Text segment below:
Surviving Boston bombing suspect left note



BOSTON (CNN) -- The surviving suspect in the Boston Marathon attack indicated that the bombing was retribution for what he called U.S. attacks against Muslims in Afghanistan and Iraq, a law enforcement official said.

Dzhokhar Tsarnaev made remarks about the bombing in a makeshift message found in the boat where he was captured in the backyard of a Watertown, Massachusetts, home.

Tsarnaev scribbled that the Boston victims were collateral damage as Muslims have been during war and that an attack against one Muslim is an attack against all of them.

The source added that Dzhokhar told investigators mainly the same details in a bedside interrogation at a Boston hospital after his capture.
End of Text segment.
### Task objective
Please resume the news report on the Boston bombing suspect's note, picking up right after its final sentence.
Data for analysis below:
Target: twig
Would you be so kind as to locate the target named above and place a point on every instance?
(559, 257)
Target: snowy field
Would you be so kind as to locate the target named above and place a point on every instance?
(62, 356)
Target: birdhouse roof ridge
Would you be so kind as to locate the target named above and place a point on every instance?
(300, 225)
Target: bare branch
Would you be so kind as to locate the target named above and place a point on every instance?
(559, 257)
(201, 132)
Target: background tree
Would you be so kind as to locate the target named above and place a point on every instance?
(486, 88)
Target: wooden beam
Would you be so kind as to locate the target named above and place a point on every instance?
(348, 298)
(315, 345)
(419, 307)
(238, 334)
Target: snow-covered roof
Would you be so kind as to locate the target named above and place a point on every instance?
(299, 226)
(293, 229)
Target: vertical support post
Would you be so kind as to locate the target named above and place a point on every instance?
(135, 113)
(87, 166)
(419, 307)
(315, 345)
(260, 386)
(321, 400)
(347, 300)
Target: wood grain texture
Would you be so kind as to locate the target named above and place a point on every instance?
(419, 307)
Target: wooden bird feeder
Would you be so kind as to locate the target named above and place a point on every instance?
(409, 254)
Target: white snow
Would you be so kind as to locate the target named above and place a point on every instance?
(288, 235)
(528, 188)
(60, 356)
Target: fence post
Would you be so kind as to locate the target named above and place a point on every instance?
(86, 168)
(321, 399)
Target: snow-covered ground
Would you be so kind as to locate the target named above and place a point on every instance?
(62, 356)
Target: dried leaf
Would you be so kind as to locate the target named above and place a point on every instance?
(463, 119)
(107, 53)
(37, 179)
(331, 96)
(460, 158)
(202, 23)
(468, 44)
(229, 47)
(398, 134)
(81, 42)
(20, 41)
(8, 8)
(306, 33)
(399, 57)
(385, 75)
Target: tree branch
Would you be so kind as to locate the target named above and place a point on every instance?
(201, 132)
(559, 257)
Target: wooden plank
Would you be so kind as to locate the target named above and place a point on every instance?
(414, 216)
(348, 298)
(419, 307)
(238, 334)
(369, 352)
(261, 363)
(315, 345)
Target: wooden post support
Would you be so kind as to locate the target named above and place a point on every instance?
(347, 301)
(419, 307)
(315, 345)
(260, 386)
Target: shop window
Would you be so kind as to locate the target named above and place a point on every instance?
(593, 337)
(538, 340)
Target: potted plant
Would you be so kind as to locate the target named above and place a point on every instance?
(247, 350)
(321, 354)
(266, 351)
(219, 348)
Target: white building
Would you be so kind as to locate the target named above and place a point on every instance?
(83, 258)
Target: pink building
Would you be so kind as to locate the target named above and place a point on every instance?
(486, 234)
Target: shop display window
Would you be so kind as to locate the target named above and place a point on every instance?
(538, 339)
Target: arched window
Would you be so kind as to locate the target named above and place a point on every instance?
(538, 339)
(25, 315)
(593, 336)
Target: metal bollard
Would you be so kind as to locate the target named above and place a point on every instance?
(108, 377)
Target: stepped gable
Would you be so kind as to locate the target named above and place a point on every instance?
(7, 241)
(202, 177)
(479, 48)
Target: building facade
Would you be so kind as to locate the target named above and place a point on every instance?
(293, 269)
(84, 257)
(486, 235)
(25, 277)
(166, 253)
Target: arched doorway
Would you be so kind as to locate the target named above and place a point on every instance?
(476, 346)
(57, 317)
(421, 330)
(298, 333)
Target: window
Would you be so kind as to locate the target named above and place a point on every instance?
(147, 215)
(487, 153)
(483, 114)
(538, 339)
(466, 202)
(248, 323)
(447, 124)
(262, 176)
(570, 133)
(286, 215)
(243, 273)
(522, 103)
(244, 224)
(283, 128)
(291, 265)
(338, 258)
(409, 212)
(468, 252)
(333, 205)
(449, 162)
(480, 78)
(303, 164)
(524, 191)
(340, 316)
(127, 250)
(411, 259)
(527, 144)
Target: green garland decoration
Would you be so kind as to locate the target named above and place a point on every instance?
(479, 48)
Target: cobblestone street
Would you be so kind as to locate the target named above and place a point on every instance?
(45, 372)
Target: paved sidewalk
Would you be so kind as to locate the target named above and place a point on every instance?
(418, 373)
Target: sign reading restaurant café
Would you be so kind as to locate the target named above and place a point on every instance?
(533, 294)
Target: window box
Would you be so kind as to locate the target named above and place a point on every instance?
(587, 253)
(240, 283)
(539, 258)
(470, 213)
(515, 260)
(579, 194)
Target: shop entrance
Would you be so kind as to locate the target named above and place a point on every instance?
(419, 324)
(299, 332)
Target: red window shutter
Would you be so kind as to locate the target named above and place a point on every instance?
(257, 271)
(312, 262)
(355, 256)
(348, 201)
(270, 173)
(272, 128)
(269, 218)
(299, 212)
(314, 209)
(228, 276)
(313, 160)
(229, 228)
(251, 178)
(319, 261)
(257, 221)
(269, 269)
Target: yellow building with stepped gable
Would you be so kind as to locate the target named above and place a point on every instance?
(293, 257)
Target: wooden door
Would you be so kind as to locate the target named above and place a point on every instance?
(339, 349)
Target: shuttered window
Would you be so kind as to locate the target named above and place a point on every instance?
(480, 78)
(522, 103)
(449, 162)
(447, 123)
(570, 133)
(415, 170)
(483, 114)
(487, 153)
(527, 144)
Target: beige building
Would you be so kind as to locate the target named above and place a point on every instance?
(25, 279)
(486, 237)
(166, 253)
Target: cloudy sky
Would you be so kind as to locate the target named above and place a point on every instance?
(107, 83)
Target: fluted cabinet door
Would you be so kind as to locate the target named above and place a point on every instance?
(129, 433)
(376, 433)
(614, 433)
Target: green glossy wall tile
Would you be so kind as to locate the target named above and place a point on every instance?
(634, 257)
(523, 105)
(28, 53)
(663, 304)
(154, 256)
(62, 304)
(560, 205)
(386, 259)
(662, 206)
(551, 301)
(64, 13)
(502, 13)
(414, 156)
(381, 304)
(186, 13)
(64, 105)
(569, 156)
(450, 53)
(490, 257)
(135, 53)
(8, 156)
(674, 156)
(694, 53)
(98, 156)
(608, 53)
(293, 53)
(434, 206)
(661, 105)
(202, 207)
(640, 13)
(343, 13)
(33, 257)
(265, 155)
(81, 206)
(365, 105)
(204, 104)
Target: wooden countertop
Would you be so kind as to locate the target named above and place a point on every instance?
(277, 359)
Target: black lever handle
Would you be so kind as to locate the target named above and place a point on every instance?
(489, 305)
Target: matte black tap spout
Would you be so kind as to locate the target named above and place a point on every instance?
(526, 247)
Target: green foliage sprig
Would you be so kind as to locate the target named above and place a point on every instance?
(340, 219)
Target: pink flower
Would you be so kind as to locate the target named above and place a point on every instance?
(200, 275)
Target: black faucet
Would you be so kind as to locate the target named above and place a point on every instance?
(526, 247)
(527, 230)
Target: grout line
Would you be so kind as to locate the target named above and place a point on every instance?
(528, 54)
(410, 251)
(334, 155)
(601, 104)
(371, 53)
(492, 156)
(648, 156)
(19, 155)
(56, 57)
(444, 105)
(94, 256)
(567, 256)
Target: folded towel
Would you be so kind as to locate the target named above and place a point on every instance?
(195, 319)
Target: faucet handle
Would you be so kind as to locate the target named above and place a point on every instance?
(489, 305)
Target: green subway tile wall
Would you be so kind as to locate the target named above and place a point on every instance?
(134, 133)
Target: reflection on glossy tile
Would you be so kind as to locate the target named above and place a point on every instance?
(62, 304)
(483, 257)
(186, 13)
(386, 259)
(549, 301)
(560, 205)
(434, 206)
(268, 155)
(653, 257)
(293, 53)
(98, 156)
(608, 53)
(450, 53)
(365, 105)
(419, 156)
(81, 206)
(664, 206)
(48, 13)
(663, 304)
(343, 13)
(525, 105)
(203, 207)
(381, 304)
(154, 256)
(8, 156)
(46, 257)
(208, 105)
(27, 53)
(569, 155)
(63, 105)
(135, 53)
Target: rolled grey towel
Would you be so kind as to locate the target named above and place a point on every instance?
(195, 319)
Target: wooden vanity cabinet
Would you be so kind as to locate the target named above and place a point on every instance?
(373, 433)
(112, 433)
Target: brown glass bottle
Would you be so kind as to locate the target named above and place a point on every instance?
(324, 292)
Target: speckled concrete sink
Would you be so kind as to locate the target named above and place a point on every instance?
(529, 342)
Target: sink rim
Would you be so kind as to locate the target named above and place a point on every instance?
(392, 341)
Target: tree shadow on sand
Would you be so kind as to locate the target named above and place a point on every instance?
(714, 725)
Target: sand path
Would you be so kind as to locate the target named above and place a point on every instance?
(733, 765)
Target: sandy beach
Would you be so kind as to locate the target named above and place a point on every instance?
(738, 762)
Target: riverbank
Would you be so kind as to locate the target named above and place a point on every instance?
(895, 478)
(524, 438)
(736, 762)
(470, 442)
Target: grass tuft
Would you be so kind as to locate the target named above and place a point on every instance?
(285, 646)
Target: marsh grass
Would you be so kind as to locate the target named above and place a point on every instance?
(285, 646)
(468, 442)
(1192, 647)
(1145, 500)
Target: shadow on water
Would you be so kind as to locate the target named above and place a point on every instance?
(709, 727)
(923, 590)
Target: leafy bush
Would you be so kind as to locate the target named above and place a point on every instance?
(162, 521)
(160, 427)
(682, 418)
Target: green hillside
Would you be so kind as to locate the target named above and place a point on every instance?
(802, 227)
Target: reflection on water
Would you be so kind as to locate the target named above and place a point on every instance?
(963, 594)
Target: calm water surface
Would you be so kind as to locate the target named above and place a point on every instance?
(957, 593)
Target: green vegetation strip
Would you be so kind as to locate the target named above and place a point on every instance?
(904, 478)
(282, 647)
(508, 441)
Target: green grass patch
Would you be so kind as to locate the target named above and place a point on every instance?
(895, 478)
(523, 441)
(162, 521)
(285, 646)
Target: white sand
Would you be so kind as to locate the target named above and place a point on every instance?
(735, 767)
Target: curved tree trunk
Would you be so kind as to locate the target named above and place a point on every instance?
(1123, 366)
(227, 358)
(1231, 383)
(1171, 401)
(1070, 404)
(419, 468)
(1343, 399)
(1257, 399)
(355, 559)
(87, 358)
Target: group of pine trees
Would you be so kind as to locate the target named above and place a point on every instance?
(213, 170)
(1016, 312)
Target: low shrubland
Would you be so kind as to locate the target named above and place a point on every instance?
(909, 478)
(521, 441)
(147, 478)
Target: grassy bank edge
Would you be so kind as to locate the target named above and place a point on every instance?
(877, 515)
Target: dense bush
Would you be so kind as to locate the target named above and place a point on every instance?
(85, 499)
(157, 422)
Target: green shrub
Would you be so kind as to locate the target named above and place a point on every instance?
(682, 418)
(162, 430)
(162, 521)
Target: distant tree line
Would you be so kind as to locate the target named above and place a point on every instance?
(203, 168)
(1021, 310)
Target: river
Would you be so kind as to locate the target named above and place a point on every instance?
End of Data for analysis.
### Answer
The twin blasts at the end of the Boston Marathon on April 15 killed three and wounded more than 260 others.

One of two bombing suspects, Tamerlan Tsarnaev, died after a gunfight with authorities four days after the bombings. After much secrecy and protest, he was buried in a rural Virginia cemetery this month.

Dzhokhar Tsarnaev also wrote that he would not miss his older brother Tamerlan and would be joining him soon.

Charged with using a weapon of mass destruction and malicious destruction of property causing death, Dzhokhar is being held at Federal Medical Center Devens.